▶ Dataset
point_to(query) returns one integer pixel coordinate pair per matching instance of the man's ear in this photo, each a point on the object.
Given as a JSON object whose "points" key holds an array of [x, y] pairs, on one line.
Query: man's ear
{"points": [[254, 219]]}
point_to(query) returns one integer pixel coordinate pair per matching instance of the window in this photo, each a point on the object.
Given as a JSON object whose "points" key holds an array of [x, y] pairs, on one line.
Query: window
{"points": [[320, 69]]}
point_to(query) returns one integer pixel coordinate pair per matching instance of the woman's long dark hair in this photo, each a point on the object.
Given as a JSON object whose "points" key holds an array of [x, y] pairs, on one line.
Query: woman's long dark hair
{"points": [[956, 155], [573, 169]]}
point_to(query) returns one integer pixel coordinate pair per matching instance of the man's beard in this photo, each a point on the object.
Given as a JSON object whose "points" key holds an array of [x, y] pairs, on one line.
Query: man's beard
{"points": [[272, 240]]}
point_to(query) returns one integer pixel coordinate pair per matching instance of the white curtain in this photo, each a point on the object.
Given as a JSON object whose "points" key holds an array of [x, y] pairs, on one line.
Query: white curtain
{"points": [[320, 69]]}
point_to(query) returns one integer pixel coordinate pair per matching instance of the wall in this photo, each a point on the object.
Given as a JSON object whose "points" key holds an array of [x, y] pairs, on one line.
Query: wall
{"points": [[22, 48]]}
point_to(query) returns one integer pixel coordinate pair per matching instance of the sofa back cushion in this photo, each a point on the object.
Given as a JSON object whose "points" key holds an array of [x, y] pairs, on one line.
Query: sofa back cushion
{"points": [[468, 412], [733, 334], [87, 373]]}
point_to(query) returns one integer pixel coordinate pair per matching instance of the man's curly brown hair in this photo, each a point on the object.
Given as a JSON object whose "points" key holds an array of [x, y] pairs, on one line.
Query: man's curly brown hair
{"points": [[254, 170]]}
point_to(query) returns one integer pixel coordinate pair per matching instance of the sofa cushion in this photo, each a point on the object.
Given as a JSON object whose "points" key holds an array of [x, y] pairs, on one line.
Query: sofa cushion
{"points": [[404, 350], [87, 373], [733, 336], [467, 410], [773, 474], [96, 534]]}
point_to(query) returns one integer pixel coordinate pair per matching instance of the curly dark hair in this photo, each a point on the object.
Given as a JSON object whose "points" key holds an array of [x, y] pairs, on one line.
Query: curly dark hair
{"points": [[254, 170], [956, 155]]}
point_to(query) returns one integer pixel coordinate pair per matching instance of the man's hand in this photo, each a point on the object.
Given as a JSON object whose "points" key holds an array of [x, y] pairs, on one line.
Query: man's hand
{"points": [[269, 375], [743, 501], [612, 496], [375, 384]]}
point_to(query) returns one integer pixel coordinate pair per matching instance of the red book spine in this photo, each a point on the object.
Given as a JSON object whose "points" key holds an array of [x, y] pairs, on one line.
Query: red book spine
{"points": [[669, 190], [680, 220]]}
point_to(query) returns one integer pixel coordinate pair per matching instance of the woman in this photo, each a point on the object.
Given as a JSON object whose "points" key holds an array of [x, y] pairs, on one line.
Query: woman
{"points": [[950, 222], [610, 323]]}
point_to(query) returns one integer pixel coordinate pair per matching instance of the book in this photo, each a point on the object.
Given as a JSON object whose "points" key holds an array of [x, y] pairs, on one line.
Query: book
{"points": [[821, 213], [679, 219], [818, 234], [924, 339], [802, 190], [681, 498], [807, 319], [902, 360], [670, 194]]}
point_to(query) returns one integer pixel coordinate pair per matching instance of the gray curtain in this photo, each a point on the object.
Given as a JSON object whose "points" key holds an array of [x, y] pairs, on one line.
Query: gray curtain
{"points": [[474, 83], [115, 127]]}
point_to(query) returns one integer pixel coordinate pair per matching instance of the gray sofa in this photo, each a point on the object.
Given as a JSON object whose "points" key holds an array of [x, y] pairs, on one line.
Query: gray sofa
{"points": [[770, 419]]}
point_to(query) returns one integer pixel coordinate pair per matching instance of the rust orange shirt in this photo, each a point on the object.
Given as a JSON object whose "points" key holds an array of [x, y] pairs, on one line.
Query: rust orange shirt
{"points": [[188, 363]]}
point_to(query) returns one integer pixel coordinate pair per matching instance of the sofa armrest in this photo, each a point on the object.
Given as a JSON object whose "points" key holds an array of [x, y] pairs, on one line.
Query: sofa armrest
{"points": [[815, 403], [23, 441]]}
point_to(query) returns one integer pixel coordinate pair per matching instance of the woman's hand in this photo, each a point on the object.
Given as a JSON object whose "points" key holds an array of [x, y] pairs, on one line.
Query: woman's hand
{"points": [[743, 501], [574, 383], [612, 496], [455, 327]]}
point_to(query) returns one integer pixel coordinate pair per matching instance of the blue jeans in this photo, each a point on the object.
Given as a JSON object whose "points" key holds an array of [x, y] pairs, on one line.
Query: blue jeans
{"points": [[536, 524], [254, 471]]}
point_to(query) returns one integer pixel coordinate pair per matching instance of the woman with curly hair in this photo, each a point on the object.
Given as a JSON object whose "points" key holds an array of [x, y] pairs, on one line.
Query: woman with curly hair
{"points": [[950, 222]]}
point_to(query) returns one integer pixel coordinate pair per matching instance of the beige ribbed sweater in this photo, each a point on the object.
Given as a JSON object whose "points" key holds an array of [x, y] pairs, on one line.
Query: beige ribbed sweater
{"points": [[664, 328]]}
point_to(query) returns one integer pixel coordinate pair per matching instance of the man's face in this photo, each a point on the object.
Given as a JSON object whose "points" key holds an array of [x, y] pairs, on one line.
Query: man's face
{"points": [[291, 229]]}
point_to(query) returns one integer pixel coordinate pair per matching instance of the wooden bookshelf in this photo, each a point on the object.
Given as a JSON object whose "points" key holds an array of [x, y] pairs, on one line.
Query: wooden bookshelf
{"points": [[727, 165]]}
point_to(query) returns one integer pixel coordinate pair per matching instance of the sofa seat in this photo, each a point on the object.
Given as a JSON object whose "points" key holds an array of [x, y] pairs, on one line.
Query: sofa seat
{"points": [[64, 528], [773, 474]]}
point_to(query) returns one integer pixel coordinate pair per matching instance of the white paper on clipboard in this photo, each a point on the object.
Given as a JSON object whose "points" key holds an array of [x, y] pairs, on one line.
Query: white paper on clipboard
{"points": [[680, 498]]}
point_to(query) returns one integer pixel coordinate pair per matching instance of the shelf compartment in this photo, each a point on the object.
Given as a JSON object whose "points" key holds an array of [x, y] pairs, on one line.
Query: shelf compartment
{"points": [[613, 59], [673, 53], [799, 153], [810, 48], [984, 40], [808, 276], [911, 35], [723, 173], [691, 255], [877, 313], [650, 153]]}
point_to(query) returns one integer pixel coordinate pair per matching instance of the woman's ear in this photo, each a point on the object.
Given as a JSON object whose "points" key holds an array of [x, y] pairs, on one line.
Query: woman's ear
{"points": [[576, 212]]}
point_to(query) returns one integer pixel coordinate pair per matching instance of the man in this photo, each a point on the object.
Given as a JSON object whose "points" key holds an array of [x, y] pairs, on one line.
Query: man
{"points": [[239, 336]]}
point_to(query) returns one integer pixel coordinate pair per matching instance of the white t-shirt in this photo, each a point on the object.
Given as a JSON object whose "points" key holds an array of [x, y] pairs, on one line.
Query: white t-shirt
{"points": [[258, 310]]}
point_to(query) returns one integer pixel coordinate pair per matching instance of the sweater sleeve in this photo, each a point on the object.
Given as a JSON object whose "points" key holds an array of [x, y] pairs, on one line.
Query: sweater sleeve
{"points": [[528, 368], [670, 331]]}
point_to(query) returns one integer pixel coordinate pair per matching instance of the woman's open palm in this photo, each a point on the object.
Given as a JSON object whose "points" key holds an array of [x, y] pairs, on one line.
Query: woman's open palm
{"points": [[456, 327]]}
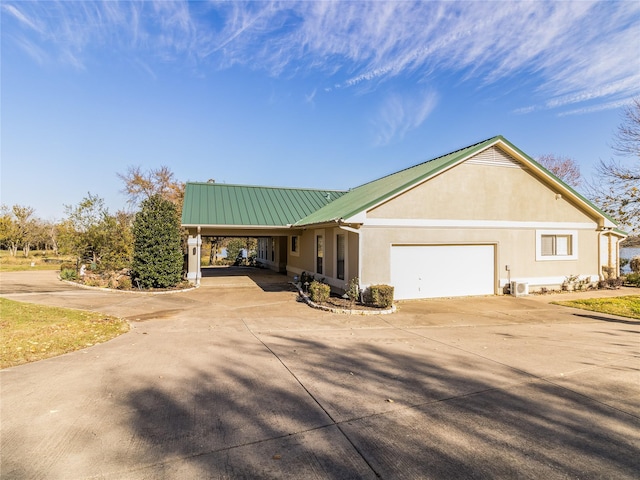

▶ Goal
Copy all of the records above line for line, leaving out the pictures.

▶ The response
point_to(query) returns one integer pixel coordinate pair per matching instance of the man's ear in this photo, each a point on the object.
Given as a JSON object whose "points" key holds an array of [x, y] pairs, on one line.
Query: man's ear
{"points": [[254, 219]]}
point_to(query) returns one integer pixel coordinate pair per matching instance of the window in this photo, each a point on the object.
Given as a JSON object whose "points" key holds an array of [x, y] pairs, on one line.
Query: window
{"points": [[320, 69]]}
point_to(query) returns one integer pixel coordinate pair per matching instance of the woman's long dark hair in this photo, each a point on the object.
Given as a JSON object whose "points" key holds an array of [x, y] pairs, on one line.
Query: woman's long dark hair
{"points": [[956, 155], [573, 169]]}
point_to(query) returns one integer pixel coordinate pair per matching instance of the man's beard in this photo, each a point on the object.
Given as a JSON object whose "points" key holds an array of [x, y] pairs, on one line.
Query: man's beard
{"points": [[272, 240]]}
point_to(query) returns one integer pixel coordinate pair per matching instance of the white curtain in this photo, each a point on the object.
Given as a JSON object whose "points" key holds an array of [x, y] pairs, on one line.
Query: white curtain
{"points": [[320, 69]]}
point_to(query) returns one integer pixel coordinate pair per matching instance of the wall in this photo, each a point on the object.
Given as a JSON object whose "points" key holds an array of [x, y] pairs, on one line.
Query: wall
{"points": [[22, 48]]}
point_to(query) returns one integer pixel coordinate pair per matching instance of the sofa back cushion in this photo, each a point on the object.
Given as a JSON object whose "points" key holds an array of [x, y] pairs, on one line.
Query: sofa back cushion
{"points": [[468, 412], [733, 334], [87, 373]]}
point_to(query) returns one integer pixel coordinate pair per matching instance of the man's curly brown hair in this photo, each a point on the object.
Given as a JSON object whose "points" key holds an array of [x, y] pairs, on one line.
Query: man's curly brown hair
{"points": [[254, 170]]}
point_to(query) returns one integer pixel coordinate pair per matching instance of the sofa cushion in this photo, each a point on the object.
Given as a JSON object whose "points" key holds an array of [x, y] pairs, on one line.
Query: sofa cushion
{"points": [[404, 350], [87, 373], [733, 336], [467, 410], [773, 474], [96, 534]]}
point_to(query) returns one integer pixel coordinate pair per matching instance of the curly dark hair in this photo, each a point on the object.
Given as a JSON object whose "points" key holds an array of [x, y] pairs, on one line.
Query: curly dark hair
{"points": [[254, 170], [956, 155]]}
point_to(query) returns one integer pixel coordinate pair per matching instance of the man's hand in this photo, each a point on the object.
Given as a JSON object whose "points" key holds an array of [x, y] pairs, on one line.
Query: man's hand
{"points": [[269, 375], [743, 501], [612, 496], [375, 384]]}
point_to(query) returns one integer pixel coordinate pair per matching instance of the red book spine in this photo, each a point on the object.
Given as a JSON object whose "points" key holds an array of [x, y] pairs, on one line.
Query: red book spine
{"points": [[669, 190], [680, 220]]}
point_to(query) returns one integer pixel coordinate pair per matching instance of the woman in this photo, each a point on the object.
Given as a JSON object whose "points" key holds an array of [x, y] pairs, on one line.
Query: woman
{"points": [[950, 222], [610, 323]]}
point_to(query) returns one integer pixel coordinate pair per matching instance of the book in this photo, each a point on the object.
Given as a JSON object whose "points" key holds an array of [x, y] pairs, on one line.
Query: book
{"points": [[821, 213], [679, 219], [818, 234], [924, 339], [802, 190], [681, 498], [807, 319], [902, 360], [670, 194]]}
point_to(query) returns one integer pixel coordinate pair per matching instance of the gray curtain in this photo, each a point on the object.
Given as a JSON object whose "points" key holds an array of [x, y] pairs, on one line.
Query: gray curtain
{"points": [[474, 83], [115, 127]]}
point_to(query) returns one integer pixel coordinate pair per matching instance of the gray sofa in this photo, each a point on the object.
Given as a JSON object whose "points" key holds an array of [x, y] pairs, on one line.
Query: gray sofa
{"points": [[770, 419]]}
point_to(query) returns one integer pixel coordinate pair per matching instance of the rust orange shirt in this photo, each a point on the object.
Given as a JSON object whose "points" key holds an array of [x, y] pairs, on one line.
Query: rust orange shirt
{"points": [[188, 363]]}
point_to(query) returns one integer pixel coordinate pair per matching instance of the sofa armrest in this photo, each a point on the object.
Given as a JSON object whose "points" key holds an array of [x, y] pairs, on one line.
Query: sofa armrest
{"points": [[815, 403], [23, 441]]}
point_to(query) returns one integer pixel coordinate pair per matching instance of the woman's hand in this photo, each a point on the object.
Given as a JSON object whose "points" key holds an array of [x, y] pairs, on one line.
Query: woman's hand
{"points": [[743, 501], [574, 383], [612, 496], [455, 327]]}
point_to(query) returns one integer pixel coordinate pair per matching instance of the blue jeans in this photo, each a point on the object.
Given as a JSON object whose "points" key holds an array of [x, y] pairs, on one line.
Query: blue jeans
{"points": [[536, 524], [254, 471]]}
point_to(query) returns one integer pixel coordinate pair per matching instance of the woman with curly hair in this photo, each a point on the object.
Given as a JSON object whose "points" key holds an array of [x, y] pairs, on one line.
Query: woman with curly hair
{"points": [[950, 222]]}
point_to(query) returns one integer pixel coordinate pair per matching instance of the beige ribbed sweater in this photo, each a point on the object.
Given as a JSON object whose "points" key holds an array of [x, y] pairs, on one line.
Query: beige ribbed sweater
{"points": [[664, 328]]}
point_to(query) returns one integer pixel coordinate pair per matching instance of the man's face in this photo, each a point on the object.
Given as a JSON object whose "points" key holds an array of [x, y] pairs, on one line.
Query: man's face
{"points": [[291, 229]]}
point_to(query) returns one integer pixel coordinate pair per matching instance of the wooden bookshelf in this photo, each a point on the object.
Given as a JSON object whose "points" key holds an array of [x, y] pairs, on one line.
Query: wooden bookshelf
{"points": [[727, 165]]}
point_to(query) returns one integer pixel coordinate pair per matching instance of the sofa seat in this photo, each a point on the object.
Given as a JSON object whose "points" key holds an array of [x, y] pairs, on one line.
Query: sofa seat
{"points": [[64, 528], [773, 474]]}
point_to(query) returns one integer pixel coordinate pair per matching instance of the white paper on clipboard in this photo, each a point on the object.
Given as a JSON object whose "points" key holds an array of [x, y] pairs, on one line.
Query: white paper on clipboard
{"points": [[680, 498]]}
point_to(query) returns one integer pixel coordinate pair per matching instance of the shelf compartment in this photo, each a point on the object.
Given as a JSON object whose "points" key holds an array of [x, y] pairs, on one line.
Query: shelf compartment
{"points": [[613, 59], [673, 53], [799, 153], [810, 48], [984, 40], [808, 276], [911, 35], [723, 173], [691, 255], [877, 313], [650, 153]]}
point_to(query) returns one integer pixel coordinate pair per matching instance of the woman's ear in this photo, each a point on the object.
Given as a JSON object whose "points" key holds an array of [x, y] pairs, on one line.
Query: woman's ear
{"points": [[576, 212]]}
point_to(query) returns one integer pixel coordinate pair per matching instance of the man in this photo, each a point on the object.
Given as a JSON object whose "points" key holds an array of [x, y] pairs, on one line.
Query: man
{"points": [[239, 336]]}
point_to(query) returns one integer pixel coordinate pair per matching instance of the white t-shirt in this photo, each a point on the object.
Given as a JSON object whose "points" key holds an array of [x, y] pairs, on one line.
Query: white t-shirt
{"points": [[258, 310]]}
point_to(query) returns one integer pixel coordinate pair per matching instance of the sweater sleeve in this photo, each a point on the object.
Given as a JSON object whose "points" key holds an array of [x, y] pairs, on one line.
Query: sweater sleeve
{"points": [[528, 368], [670, 331]]}
point_to(query) returns one integer pixel coordinate pair per matching instance of the woman's open palm in this photo, each a point on the object.
Given as a JSON object whose "points" key holds an array of [x, y] pairs, on one line.
Query: woman's open palm
{"points": [[456, 327]]}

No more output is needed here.